--- begin Excerpt to read ---

History of crystal healing
Where do these beliefs come from? A two-thousand-year journey.
Pliny the Elder compiles in his Natural History the virtues antiquity lent to stones: amethyst against drunkenness, jasper for orators.
Bishop Marbode of Rennes writes his Lapidary: sixty stones and their supposed powers — the medieval bestseller, copied across Europe.
Hildegard of Bingen — abbess, composer and scholar — devotes an entire book of her Physica to stones, still cited by practitioners today.
In parallel, Indian Ayurveda links gems to planets and chakras, while China has revered jade for eight millennia.
The Californian New Age movement fuses these legacies: modern crystal healing is born, between crystals, chakras and energies.
Science has demonstrated no physical action of stones — but ritual, self-attention and the beauty of the mineral are entirely real. Lapidem offers you both: the tradition and the facts.
Where do the virtues attributed to stones come from?
Crystal healing often presents itself as timeless wisdom. The reality is more interesting: it is a recent assembly, made in the twentieth century, of very old and very diverse legacies — Greek, Latin, medieval, Indian, Chinese — which the New Age movement fused into a coherent system. Understanding that genealogy is what allows you to appreciate these traditions without being told nonsense.

--- end Excerpt to read ---

**Your tasks:**
1: Write out word for word the part of the crystal healing history that runs from "Science has demonstrated" up to and including "and the facts.".
2: Answer these questions from the crystal healing history:
(a) Which stone did antiquity credit with working against drunkenness?
(b) How many stones does Marbode of Rennes cover in his Lapidary?
(c) For how long has China revered jade?
The listing after this text is not needed.

--- begin Data provided ---

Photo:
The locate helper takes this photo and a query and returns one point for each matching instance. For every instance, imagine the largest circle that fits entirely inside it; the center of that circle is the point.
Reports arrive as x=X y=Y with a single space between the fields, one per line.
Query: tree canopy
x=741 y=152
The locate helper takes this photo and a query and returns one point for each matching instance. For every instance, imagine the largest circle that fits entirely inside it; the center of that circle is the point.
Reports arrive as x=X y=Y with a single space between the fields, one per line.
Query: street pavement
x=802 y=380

--- end Data provided ---
--- begin Data provided ---

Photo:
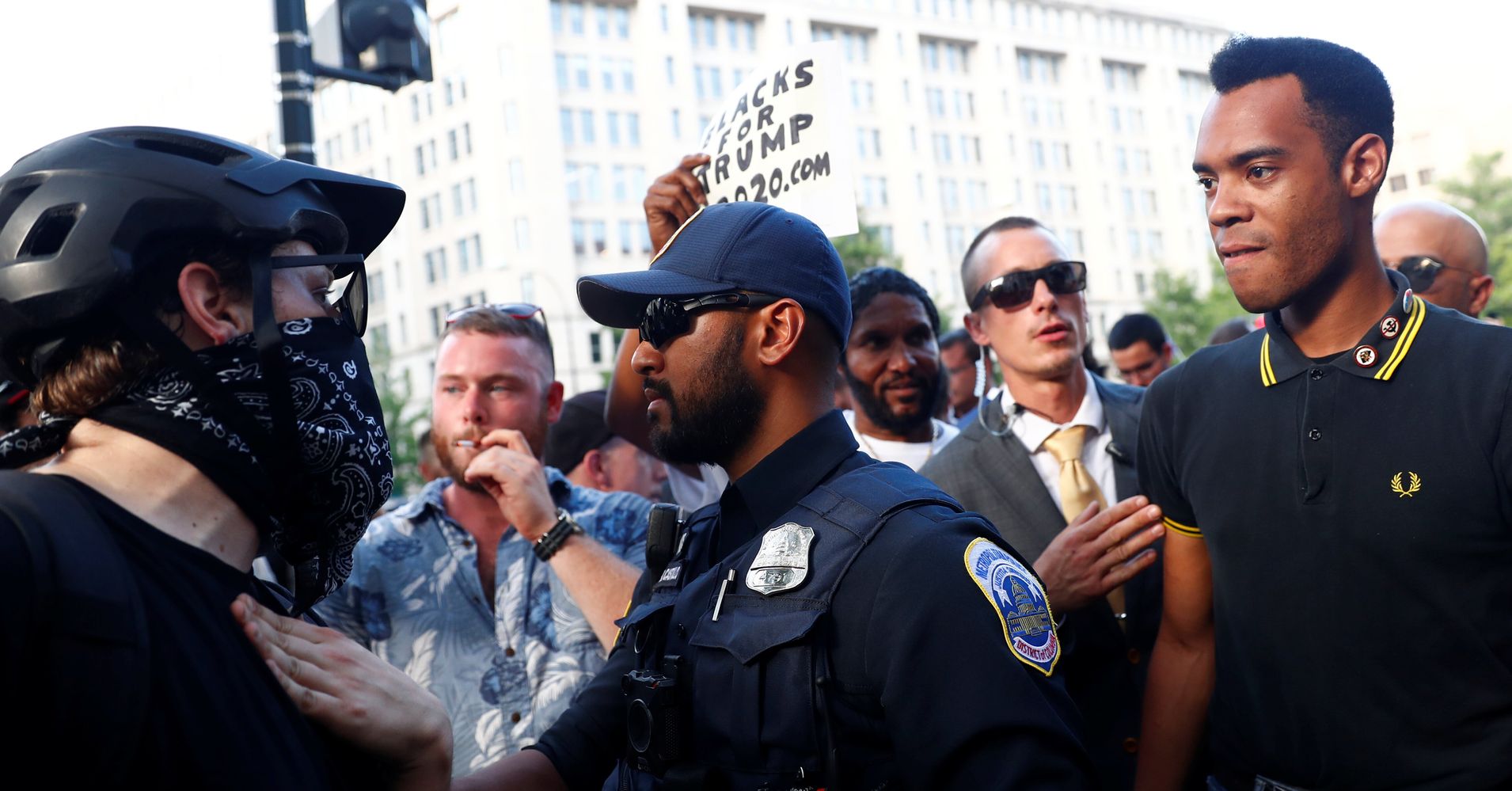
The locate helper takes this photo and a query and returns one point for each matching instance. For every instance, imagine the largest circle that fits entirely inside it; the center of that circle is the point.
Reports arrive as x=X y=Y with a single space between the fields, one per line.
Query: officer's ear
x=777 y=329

--- end Data provided ---

**Response list:**
1:
Science has demonstrated no physical action of stones — but ritual, self-attention and the beauty of the mineral are entirely real. Lapidem offers you both: the tradition and the facts.

2:
(a) Amethyst
(b) Sixty
(c) Eight millennia